Document text ::
>>>
Intent-Code Divergence

Medium
Confidence
97% confidence
Finding
The early Alipay callback example updates the order state based solely on a reported success status without first performing signature/authenticity verification. In a payment integration skill, this is dangerous because developers may copy the insecure example verbatim, allowing forged callback requests to mark unpaid orders as paid and causing direct financial loss; the later section showing verification does not neutralize the risk because the document presents contradictory guidance.

Intent-Code Divergence

High
Confidence
98% confidence
Finding
The Redis idempotency example is internally inconsistent and unsafe: after setting the key to "processed" for 7 days, the finally block unconditionally deletes the same key, removing the deduplication marker. This allows duplicate callbacks or retries to re-enter business logic after apparent success, which is especially dangerous in payment processing because it can cause repeated settlement, inventory changes, or inconsistent order state.

Intent-Code Divergence

Medium
Confidence
98% confidence
Finding
The callback example states signature verification is already handled, but the shown code directly trusts and parses the request body with no visible verification of WeChat Pay signatures, timestamps, serials, or decrypted resource authenticity. In payment code, this can lead readers to implement a webhook that accepts forged success notifications, enabling fraudulent order completion.

Missing User Warnings

Medium
Confidence
89% confidence
Finding
The guide includes highly sensitive configuration fields such as APIv3 key, API key, certificate serial, and private-key path without any explicit warning about secret protection, access control, rotation, or avoiding hardcoding. In a copy-paste integration guide, this omission increases the chance operators will commit credentials to source control, expose them in logs, or deploy them with weak protection.

Missing User Warnings

Medium
Confidence
91% confidence
Finding
The certificate-installation section instructs users to download and place certificate materials on the server, including files that contain or accompany private key material, but does not clearly warn that compromise of these files enables impersonation of the merchant in sensitive payment operations. For payment integrations, omission of this warning materially raises the risk of mishandling private keys.

VirusTotal

64/64 vendors flagged this skill as clean.
<<<
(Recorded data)
>>>
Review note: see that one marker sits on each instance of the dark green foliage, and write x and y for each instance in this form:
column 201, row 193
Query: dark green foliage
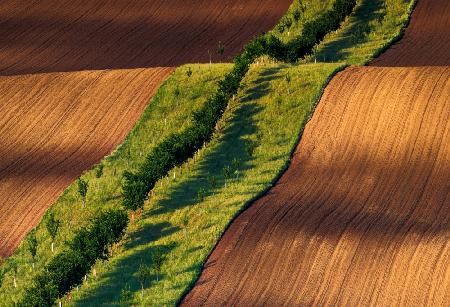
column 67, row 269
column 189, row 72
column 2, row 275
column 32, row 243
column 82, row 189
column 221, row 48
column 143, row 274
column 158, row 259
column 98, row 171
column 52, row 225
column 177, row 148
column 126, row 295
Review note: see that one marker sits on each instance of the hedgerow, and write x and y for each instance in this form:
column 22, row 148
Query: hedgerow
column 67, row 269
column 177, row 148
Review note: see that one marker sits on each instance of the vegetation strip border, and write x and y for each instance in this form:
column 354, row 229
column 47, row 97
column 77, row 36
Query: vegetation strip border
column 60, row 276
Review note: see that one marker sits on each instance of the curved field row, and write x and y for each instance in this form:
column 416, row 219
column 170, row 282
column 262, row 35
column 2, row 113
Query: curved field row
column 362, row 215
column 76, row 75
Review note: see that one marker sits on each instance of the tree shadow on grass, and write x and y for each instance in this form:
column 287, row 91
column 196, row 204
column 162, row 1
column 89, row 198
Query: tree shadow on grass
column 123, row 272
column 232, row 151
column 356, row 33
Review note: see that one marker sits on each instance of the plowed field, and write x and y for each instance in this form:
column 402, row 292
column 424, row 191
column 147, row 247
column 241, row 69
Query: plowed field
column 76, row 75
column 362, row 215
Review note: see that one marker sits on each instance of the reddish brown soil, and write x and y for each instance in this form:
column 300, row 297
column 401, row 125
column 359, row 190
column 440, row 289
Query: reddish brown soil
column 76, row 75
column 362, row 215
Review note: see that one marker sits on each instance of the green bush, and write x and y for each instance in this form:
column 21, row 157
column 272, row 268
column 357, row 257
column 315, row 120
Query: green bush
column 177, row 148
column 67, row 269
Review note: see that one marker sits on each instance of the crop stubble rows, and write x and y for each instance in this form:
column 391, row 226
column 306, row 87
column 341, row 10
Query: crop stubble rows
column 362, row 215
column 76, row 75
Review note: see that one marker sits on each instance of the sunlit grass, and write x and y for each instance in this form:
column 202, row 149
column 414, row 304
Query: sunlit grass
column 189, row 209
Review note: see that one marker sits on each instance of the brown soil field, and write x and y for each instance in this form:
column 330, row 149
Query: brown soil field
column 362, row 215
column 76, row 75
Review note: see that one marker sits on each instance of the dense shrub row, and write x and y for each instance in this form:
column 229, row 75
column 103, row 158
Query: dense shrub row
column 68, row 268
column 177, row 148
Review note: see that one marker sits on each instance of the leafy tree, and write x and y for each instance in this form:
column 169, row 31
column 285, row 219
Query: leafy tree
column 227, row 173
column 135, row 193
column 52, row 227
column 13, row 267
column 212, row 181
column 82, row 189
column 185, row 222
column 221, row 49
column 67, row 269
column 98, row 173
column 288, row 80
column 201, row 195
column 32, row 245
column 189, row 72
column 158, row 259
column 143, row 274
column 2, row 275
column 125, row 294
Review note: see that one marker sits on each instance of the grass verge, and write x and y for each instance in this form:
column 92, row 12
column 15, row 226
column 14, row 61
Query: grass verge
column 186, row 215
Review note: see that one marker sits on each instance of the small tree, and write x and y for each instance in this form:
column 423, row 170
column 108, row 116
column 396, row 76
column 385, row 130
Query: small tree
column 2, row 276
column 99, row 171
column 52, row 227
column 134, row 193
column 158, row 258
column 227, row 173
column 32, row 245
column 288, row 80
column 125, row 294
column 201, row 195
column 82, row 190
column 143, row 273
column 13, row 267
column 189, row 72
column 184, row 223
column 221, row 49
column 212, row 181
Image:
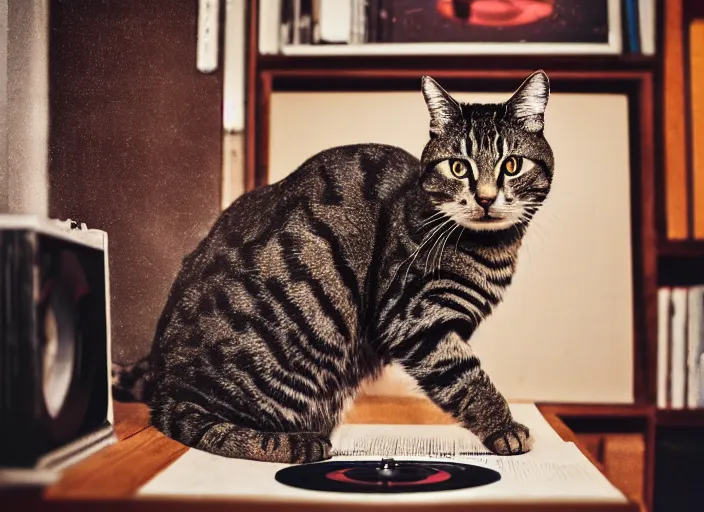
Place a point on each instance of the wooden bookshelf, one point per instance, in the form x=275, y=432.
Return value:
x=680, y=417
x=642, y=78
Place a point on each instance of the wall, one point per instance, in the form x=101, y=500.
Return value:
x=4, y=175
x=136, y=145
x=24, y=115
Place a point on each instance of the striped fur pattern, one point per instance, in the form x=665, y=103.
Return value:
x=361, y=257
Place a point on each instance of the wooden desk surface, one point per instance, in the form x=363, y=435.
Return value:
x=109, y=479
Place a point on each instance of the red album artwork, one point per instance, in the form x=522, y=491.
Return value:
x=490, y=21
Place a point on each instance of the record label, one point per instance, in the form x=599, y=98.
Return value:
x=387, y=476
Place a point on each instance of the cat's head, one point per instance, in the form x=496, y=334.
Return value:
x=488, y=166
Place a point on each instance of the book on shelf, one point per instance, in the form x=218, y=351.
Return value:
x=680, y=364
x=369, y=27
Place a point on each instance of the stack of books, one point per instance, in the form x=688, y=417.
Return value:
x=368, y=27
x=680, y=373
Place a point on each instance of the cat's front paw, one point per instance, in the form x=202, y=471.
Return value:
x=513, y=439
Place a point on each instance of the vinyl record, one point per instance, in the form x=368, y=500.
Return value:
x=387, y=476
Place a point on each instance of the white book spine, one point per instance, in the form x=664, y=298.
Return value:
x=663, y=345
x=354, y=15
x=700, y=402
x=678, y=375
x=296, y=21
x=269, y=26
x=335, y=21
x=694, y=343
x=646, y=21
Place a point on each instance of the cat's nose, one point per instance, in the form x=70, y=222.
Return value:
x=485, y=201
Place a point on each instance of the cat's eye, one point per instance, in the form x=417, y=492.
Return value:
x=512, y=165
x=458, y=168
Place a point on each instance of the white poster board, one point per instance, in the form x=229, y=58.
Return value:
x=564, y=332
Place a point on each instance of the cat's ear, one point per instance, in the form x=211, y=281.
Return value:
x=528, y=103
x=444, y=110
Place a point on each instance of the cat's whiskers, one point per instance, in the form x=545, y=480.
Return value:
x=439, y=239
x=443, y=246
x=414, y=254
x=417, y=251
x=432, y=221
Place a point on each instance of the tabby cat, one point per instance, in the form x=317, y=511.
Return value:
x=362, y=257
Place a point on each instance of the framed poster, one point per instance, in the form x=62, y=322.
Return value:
<<<
Work instructions ::
Answer these from the review findings:
(a) What confidence level is given for the finding about the Redis idempotency example?
(b) How many vendors flagged the skill as clean on VirusTotal?
(c) In the Redis example, what does the finally block do to the key?
You can set the records aside here.

Problem solution ::
(a) 98% confidence
(b) 64 out of 64 vendors
(c) It unconditionally deletes the same key, removing the deduplication marker.